Reproduce the data below with "person in crowd" replaced by "face in crowd" and everything else unchanged. Omit the pictures from your answer.

(Entries from a pointing dataset)
══════════════════════════════
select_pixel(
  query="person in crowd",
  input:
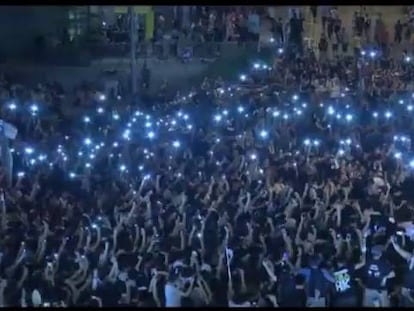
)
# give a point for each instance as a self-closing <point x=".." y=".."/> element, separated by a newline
══════════════════════════════
■ EXERCISE RESULT
select_pixel(
  query="face in crowd",
  input:
)
# give a point for each instance as a self-closing <point x=".." y=".."/> element, separated by a newline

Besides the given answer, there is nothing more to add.